**Data records**.
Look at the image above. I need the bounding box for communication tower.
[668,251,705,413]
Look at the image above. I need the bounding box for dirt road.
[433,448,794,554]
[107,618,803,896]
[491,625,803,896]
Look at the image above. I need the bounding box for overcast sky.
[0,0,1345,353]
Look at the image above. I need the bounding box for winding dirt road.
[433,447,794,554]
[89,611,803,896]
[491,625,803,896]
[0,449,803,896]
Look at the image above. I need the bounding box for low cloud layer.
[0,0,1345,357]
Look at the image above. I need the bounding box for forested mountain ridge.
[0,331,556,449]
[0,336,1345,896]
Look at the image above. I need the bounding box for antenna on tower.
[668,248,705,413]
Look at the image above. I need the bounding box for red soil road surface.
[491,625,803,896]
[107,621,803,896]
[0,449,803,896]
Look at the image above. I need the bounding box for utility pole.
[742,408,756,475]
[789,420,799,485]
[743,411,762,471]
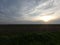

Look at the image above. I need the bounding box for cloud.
[0,0,60,24]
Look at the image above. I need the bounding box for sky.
[0,0,60,24]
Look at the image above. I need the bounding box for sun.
[40,16,55,22]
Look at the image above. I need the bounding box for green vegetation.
[0,31,60,45]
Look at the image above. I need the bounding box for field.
[0,25,60,45]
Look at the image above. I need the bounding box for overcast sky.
[0,0,60,24]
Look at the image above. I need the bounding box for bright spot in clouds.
[40,16,57,22]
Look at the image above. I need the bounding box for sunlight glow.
[40,16,56,22]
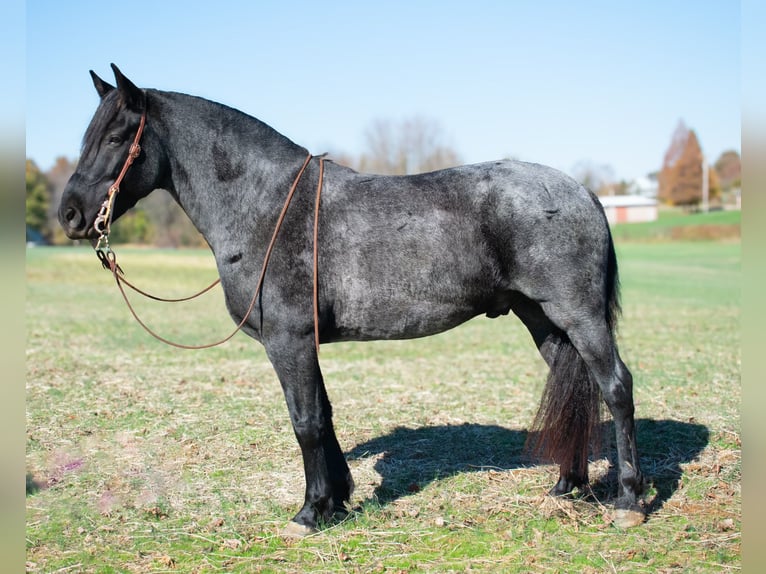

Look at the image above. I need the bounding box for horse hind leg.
[544,313,645,527]
[513,296,601,496]
[570,322,645,527]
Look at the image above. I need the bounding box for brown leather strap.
[105,154,324,352]
[93,110,146,240]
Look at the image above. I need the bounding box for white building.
[599,195,657,225]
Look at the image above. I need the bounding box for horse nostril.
[64,207,84,229]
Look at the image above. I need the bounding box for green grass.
[26,242,742,573]
[612,208,742,242]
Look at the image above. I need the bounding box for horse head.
[58,64,167,239]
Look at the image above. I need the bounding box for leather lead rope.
[96,151,324,354]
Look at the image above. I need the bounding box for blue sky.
[26,0,741,179]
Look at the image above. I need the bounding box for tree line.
[26,116,741,247]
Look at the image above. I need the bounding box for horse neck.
[147,90,308,251]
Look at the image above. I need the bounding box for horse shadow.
[346,419,710,514]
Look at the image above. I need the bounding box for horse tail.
[527,334,601,482]
[527,228,620,486]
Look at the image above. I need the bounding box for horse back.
[320,161,608,340]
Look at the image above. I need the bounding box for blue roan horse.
[59,66,644,535]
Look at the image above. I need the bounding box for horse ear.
[112,64,146,112]
[90,70,114,99]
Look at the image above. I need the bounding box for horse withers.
[59,65,644,535]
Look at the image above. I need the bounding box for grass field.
[26,237,742,573]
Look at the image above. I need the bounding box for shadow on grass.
[347,419,709,514]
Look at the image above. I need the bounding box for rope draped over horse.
[59,65,644,535]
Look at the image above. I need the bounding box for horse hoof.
[612,508,646,528]
[282,520,317,539]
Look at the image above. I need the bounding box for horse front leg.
[267,339,354,537]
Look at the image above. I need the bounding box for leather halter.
[93,111,325,354]
[93,110,146,245]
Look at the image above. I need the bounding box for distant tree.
[572,160,615,195]
[357,116,460,175]
[714,150,742,191]
[658,121,720,207]
[45,156,77,244]
[26,159,51,238]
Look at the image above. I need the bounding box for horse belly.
[333,242,491,341]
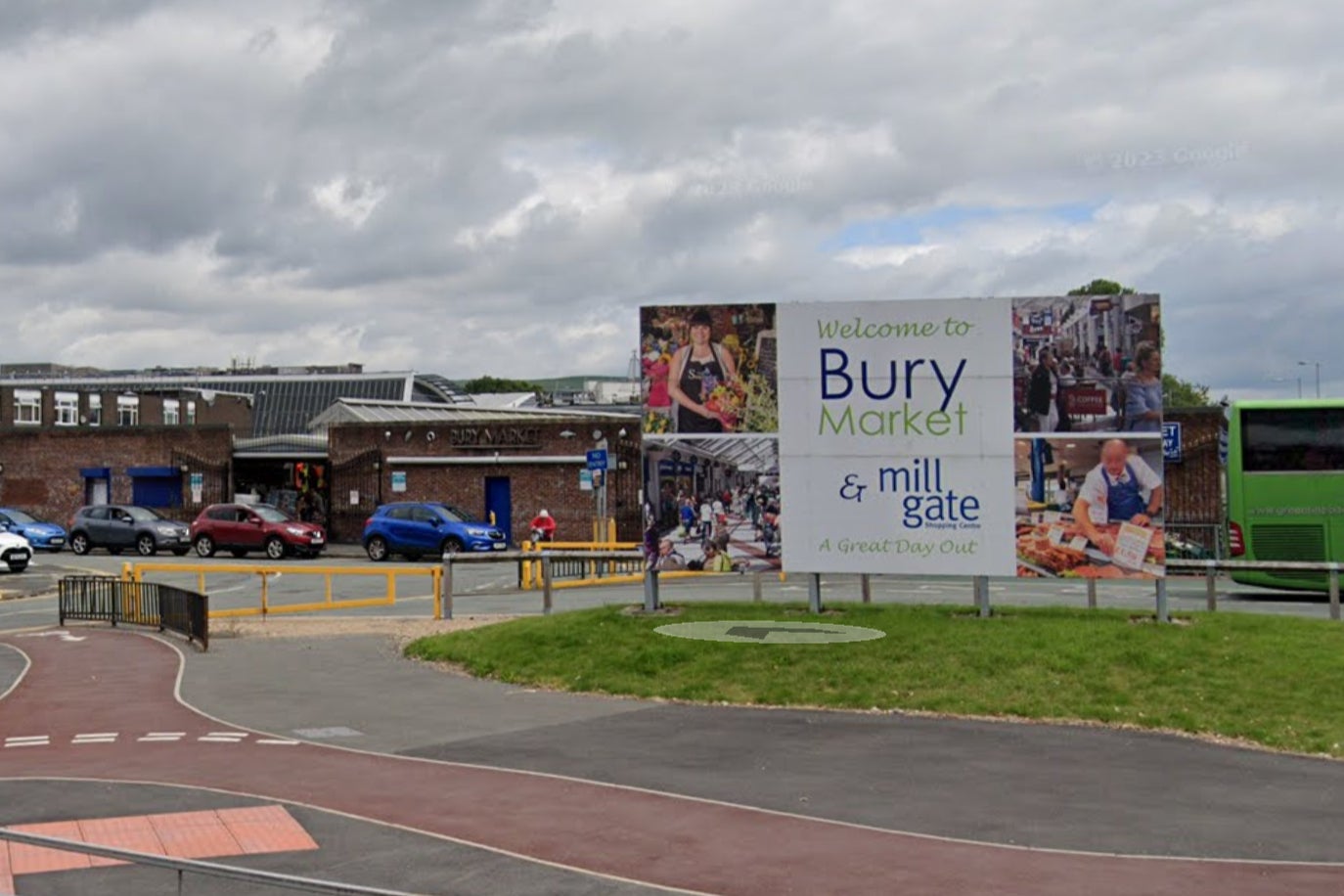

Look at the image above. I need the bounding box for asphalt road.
[0,546,1329,630]
[0,627,1344,896]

**Given instruction**. Reproduce the full listing above verbatim, with no pictures included.

**Task response**.
Look at the image above. I need the bounding box for communication tower.
[668,251,705,413]
Look at the image above. I need the bounding box for dirt road.
[433,448,794,554]
[107,618,803,896]
[491,625,803,896]
Look at the image above. I need the bounding box for overcast sky.
[0,0,1345,353]
Look at the image above. I need the bounding box for winding dirt road.
[433,447,794,554]
[89,611,803,896]
[491,625,803,896]
[0,449,803,896]
Look at the image above. I need the bounding box for low cloud layer.
[0,0,1345,357]
Look at the image above. I need the bounding box for forested mountain ridge.
[0,331,556,449]
[0,336,1345,896]
Look at the image above. I need the bounding box for antenna on tower.
[668,248,705,413]
Look at the image above. I need the bounding box for red soil road surface.
[491,625,803,896]
[107,621,803,896]
[0,449,803,896]
Look at the image above. I need the bounding box for utility pole.
[742,408,756,475]
[789,420,799,485]
[743,411,762,471]

Look at the image above. I need the bounding box for cloud.
[0,0,60,24]
Look at the image above. I need the bounding box for sky.
[0,0,60,24]
Look at the image above. I need the bounding box for sun.
[40,16,55,22]
Look at the image above. I need the bounding box for green vegetation.
[0,31,60,45]
Look at the image above. I need the bounding box for field.
[0,25,60,45]
Look at the image above. I need the bounding box for overcast sky.
[0,0,60,24]
Look at the image above. I need the bounding box for bright spot in clouds.
[40,16,57,22]
Look at the image above. I need the bounding box for sunlight glow.
[40,16,56,22]

Look at the image above. I need the bounding box for horse hind leg.
[544,313,645,527]
[513,296,601,496]
[570,322,645,527]
Look at the image above. I need the bounding box for brown leather strap.
[105,154,324,352]
[93,110,146,240]
Look at the image above. I need the bounding box for white building.
[599,195,657,225]
Look at the image above. I need the bounding box for horse nostril.
[64,207,84,229]
Look at the image above. I need the bounding box for green grass.
[26,242,742,573]
[612,208,742,242]
Look at the image above. I need the bounding box for horse head.
[58,64,167,239]
Look at the image above. I need the bounding box for leather lead rope.
[96,151,324,354]
Look at the image above. I need the bounding box for blue sky.
[26,0,741,179]
Look at the image above. I need the bounding box for tree line.
[26,116,741,247]
Look at the image above. I need the bounding box for horse neck.
[147,90,308,251]
Look at the image above. I need the bounding box for horse shadow.
[346,419,710,514]
Look at the image above. I need the bounding box for horse tail.
[527,334,601,482]
[527,228,620,486]
Look at the image above. I need the bounding box for horse back.
[320,161,608,340]
Look at the image above. I need the bounding box for blue roan horse.
[59,66,644,535]
Look at the image above. I need the bounding box for horse ear.
[112,64,146,112]
[90,70,114,99]
Look at the image above. I need the bounding box for horse withers.
[59,65,644,535]
Look at the image above. I need the bounding box for grass field.
[26,237,742,573]
Look at the image above. I need the bounding box for shadow on grass.
[347,419,709,514]
Look at the image above. I need the bounding box for rope draped over horse.
[59,65,644,535]
Look at the image above. I need the bounding box for horse hoof.
[612,508,646,528]
[282,520,317,539]
Look at the image above. I need the bounding box for horse front leg.
[267,339,354,537]
Look at the image above. I need the bounding box for leather halter.
[93,111,325,354]
[93,110,146,245]
Look at the image above. I need the bounding box for distant tree.
[572,160,615,195]
[357,116,460,175]
[714,150,742,191]
[658,121,720,207]
[45,156,77,244]
[26,159,51,238]
Look at the image above. I need the bounding box for horse belly.
[333,242,491,341]

Look at the image above. I need the bounding box for asphalt road.
[0,546,1329,630]
[0,627,1344,896]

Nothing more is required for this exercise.